The contemporary significance of “Hunger” — an unflinching depiction of prison brutality, complete with ritual beatings and humiliations — is not lost on Mr. McQueen. “It happened 27 years ago,” he said, speaking last fall while in town for the New York Film Festival. “But it has just as much relevance to what was happening with Guantánamo Bay and Abu Ghraib.”

He was quick to add, though, that he started thinking about “Hunger” in 2003. The film’s preoccupations ultimately seem less political than existential. Mr. McQueen sidesteps the customary views of Sands as a martyr and a terrorist and regards him above all as an enigma.

The initial spark was a powerful memory of encountering news reports of the hunger strike on television as an 11-year-old, before he grasped its political meaning. “It made a big impression on me,” he said. “Behind the newsreader would be a photograph of a guy with a number beneath his name, and every day that number went up.”

Very little visual documentation exists of life in the H-blocks; Mr. McQueen found about 90 seconds of footage shot by a news crew. But he was determined to create a film so vivid in its details that it would register almost as a sense memory, an experience that would seem to “bring everything back” for viewers who had never set foot in a jail cell or heard of the hunger strike.

One strategy was to bring a tactile intensity to the imagery. “If you see a drop of rain on someone’s knuckle, you feel it because you know that physical sensation,” he said. “That sensory experience brings you closer to an emotional one.”

Mr. McQueen immersed himself in research, reading news accounts and books like David Beresford’s “Ten Men Dead.” (Sands was the first of 10 hunger strikers who perished.) Most useful of all was the week he and his screenwriter, the Irish playwright Enda Walsh, spent interviewing former I.R.A. inmates and prison officers.

“Usually people ask them the big questions,” Mr. McQueen said. “But I was more interested in the details you couldn’t find in the books. Like what’s it like waking up with maggots all over your body? What’s it like with all these bluebottles dancing around your cell? At what point do you get used to all the feces on the wall?”

With its you-are-there immediacy “Hunger” makes no bones about ignoring the bigger political picture. Margaret Thatcher is purely a disembodied nemesis, heard but never seen as she repudiates the prisoners’ demands. “She had to come in as vapor,” Mr. McQueen said. “I didn’t want to leave the H-block.”

▸ **Stated goal**:
Answer these from the article about the film "Hunger":
1. In what year did Mr. McQueen start thinking about "Hunger"?
2. How much news footage of life in the H-blocks did he find?
3. Who was his screenwriter?
You can set the lines aside; they aren't needed here.

(Gathered data entries)

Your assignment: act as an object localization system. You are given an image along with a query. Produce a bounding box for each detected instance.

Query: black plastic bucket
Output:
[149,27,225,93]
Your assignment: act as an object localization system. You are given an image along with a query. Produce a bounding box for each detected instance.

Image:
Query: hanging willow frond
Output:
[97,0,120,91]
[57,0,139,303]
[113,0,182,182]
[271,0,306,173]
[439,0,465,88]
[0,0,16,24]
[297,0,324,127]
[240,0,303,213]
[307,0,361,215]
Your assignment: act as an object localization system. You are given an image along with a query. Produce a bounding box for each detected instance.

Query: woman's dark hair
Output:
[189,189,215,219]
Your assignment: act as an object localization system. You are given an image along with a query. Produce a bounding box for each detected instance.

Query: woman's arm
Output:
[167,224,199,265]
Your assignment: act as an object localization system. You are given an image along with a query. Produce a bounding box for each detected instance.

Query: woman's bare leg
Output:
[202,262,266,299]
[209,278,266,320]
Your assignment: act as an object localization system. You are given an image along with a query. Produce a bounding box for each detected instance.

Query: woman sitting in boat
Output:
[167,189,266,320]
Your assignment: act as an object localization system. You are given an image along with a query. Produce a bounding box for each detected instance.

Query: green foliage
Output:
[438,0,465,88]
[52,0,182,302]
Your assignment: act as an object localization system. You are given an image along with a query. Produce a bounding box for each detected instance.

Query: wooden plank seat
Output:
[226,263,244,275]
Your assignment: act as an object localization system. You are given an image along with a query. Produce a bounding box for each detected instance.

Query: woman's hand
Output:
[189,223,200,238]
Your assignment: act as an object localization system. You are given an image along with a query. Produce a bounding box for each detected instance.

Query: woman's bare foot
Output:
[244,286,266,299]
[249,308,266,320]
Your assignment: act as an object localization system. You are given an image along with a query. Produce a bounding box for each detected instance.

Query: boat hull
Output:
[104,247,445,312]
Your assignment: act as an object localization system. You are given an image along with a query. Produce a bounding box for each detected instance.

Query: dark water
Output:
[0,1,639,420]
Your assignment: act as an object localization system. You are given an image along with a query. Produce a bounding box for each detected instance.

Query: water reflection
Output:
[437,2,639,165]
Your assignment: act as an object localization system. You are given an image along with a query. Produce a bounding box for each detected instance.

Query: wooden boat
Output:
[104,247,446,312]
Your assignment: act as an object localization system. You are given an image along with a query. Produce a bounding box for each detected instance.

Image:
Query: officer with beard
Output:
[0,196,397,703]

▸ **Output of the exercise**:
1. 2003
2. About 90 seconds
3. Enda Walsh, an Irish playwright